WORK TO COMPLETE - Recast the rows below as a Markdown table with the columns "No." and "Line", running from the line that contains "Q: Find one point on every instance of the meadow" through the line that contains "(1273, 209)", both included. Number each line and leave out blank ones.
— start —
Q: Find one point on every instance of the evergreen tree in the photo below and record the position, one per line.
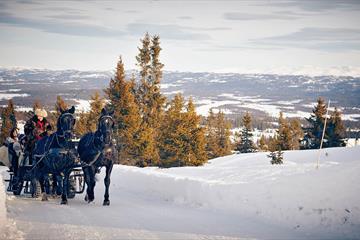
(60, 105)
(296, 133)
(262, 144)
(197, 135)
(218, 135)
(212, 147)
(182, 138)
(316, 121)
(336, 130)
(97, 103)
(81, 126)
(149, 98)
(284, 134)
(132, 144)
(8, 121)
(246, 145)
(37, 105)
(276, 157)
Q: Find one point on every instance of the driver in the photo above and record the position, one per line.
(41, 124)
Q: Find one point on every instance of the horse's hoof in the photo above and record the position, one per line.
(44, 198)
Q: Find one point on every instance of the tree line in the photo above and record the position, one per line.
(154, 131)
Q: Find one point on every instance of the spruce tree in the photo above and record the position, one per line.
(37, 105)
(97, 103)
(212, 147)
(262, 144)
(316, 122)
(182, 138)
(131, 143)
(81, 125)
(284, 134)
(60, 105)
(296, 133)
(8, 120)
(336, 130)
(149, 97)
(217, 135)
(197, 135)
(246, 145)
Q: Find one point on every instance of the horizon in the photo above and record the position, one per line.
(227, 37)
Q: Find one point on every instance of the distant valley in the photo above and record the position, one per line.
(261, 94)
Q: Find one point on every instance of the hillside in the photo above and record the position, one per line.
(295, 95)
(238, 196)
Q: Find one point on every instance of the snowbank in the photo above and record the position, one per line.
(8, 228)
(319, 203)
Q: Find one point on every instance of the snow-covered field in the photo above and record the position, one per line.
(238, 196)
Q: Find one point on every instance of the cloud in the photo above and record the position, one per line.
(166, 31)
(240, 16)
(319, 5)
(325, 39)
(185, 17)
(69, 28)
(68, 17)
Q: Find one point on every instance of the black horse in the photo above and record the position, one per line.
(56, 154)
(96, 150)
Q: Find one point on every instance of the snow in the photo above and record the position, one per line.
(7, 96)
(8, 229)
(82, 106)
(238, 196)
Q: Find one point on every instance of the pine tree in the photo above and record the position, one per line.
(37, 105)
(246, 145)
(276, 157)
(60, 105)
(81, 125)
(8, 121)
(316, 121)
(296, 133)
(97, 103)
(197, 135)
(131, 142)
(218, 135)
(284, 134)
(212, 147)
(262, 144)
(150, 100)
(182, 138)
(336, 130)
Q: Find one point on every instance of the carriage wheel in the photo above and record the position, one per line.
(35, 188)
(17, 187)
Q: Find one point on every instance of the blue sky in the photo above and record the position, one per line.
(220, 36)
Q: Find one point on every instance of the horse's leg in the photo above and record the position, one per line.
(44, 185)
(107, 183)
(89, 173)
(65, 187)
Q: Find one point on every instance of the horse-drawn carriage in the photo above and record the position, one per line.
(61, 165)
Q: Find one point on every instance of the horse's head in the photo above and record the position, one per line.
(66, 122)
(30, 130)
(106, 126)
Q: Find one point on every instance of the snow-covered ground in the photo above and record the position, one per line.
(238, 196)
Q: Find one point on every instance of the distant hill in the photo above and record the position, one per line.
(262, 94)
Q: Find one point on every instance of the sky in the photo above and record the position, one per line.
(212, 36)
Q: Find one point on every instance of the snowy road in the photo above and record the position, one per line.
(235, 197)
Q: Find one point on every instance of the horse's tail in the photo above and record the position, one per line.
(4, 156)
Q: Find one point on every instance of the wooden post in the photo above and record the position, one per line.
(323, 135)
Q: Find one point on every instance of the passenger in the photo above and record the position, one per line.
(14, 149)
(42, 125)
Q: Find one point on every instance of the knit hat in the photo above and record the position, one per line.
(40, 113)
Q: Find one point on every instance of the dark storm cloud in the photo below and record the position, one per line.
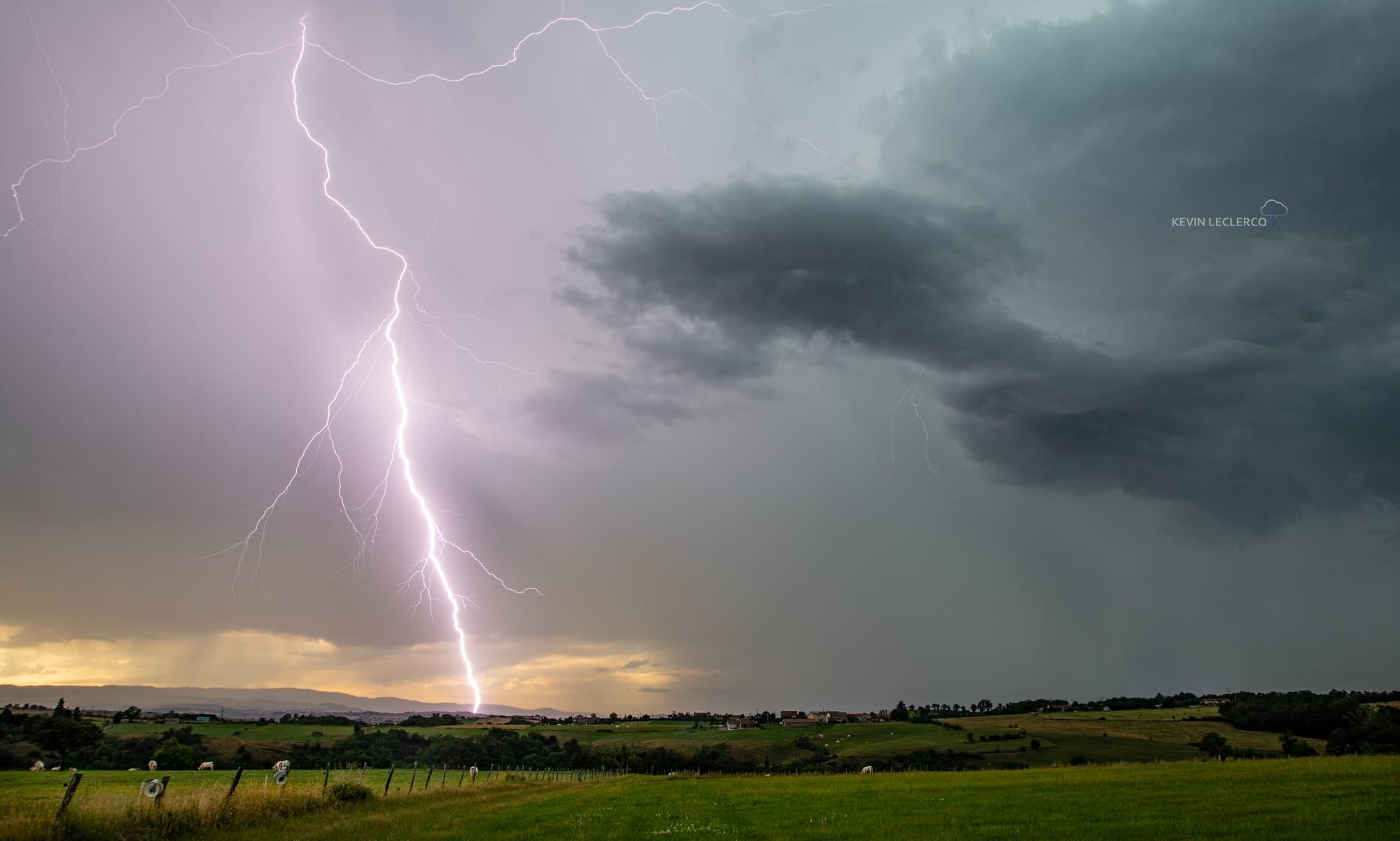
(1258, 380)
— end —
— start —
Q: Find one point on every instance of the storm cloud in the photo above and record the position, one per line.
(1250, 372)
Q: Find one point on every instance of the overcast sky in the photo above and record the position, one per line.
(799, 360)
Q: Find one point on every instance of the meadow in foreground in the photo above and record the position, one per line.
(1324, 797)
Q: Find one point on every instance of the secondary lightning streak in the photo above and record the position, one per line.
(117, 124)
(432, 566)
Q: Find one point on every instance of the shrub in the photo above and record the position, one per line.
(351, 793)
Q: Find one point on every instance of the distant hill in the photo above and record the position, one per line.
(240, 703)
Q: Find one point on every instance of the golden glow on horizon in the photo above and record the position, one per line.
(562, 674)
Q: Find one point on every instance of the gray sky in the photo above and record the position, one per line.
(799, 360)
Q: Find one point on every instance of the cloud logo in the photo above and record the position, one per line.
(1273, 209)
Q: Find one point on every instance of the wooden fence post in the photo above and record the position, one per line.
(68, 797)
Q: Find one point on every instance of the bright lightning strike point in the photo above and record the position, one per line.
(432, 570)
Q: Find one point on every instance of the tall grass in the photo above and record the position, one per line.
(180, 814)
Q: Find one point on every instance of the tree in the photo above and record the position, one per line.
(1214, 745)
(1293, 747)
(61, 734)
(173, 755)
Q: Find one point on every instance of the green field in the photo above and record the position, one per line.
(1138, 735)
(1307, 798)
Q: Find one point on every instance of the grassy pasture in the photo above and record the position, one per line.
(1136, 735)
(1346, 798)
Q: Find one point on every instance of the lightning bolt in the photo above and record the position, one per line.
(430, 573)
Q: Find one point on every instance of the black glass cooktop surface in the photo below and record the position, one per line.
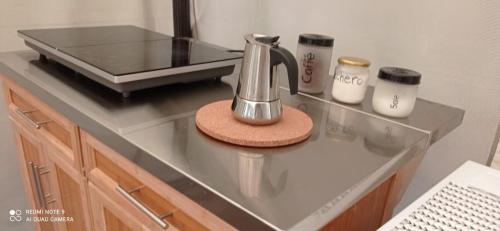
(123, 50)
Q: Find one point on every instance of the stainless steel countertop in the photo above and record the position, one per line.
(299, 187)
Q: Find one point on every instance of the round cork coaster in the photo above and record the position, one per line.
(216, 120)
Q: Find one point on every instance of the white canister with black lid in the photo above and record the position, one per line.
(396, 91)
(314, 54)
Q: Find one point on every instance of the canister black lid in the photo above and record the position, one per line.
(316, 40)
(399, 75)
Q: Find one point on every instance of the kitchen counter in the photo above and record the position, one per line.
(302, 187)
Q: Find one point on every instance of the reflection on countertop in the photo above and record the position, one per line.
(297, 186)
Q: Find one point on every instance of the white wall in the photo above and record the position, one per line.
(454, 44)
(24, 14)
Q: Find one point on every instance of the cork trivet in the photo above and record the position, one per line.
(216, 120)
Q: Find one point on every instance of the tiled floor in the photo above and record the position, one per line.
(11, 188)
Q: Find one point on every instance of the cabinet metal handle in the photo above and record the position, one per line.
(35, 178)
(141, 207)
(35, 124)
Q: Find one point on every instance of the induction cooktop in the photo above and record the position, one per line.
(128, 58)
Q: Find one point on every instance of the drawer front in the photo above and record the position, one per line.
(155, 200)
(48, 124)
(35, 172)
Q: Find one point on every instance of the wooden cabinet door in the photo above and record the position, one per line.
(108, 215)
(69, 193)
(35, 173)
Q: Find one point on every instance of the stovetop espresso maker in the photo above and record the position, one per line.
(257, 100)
— end —
WRITTEN SOLUTION -
| No. | Line |
|---|---|
| 1 | Q: Find one point on every instance of the meadow in foreground in the photo above and record the position, one per line. |
| 2 | (1324, 797) |
| 3 | Q: Find one point on every instance of the secondary lightning streak in the photo above and record the position, one per line. |
| 4 | (117, 124) |
| 5 | (432, 566) |
| 6 | Q: Find one point on every instance of the shrub in the photo above and record the position, one per line. |
| 7 | (351, 793) |
| 8 | Q: Find one point on every instance of the distant hill in the photo above and record the position, one per line. |
| 9 | (240, 703) |
| 10 | Q: Find one point on every instance of the golden glow on horizon in the photo above and record the position, one per line. |
| 11 | (562, 674) |
| 12 | Q: Find one point on every instance of the gray sky in the photo above and record the position, one per line. |
| 13 | (799, 360) |
| 14 | Q: Find one point on every instance of the cloud logo in the photo above and record the position, one per line. |
| 15 | (1273, 209) |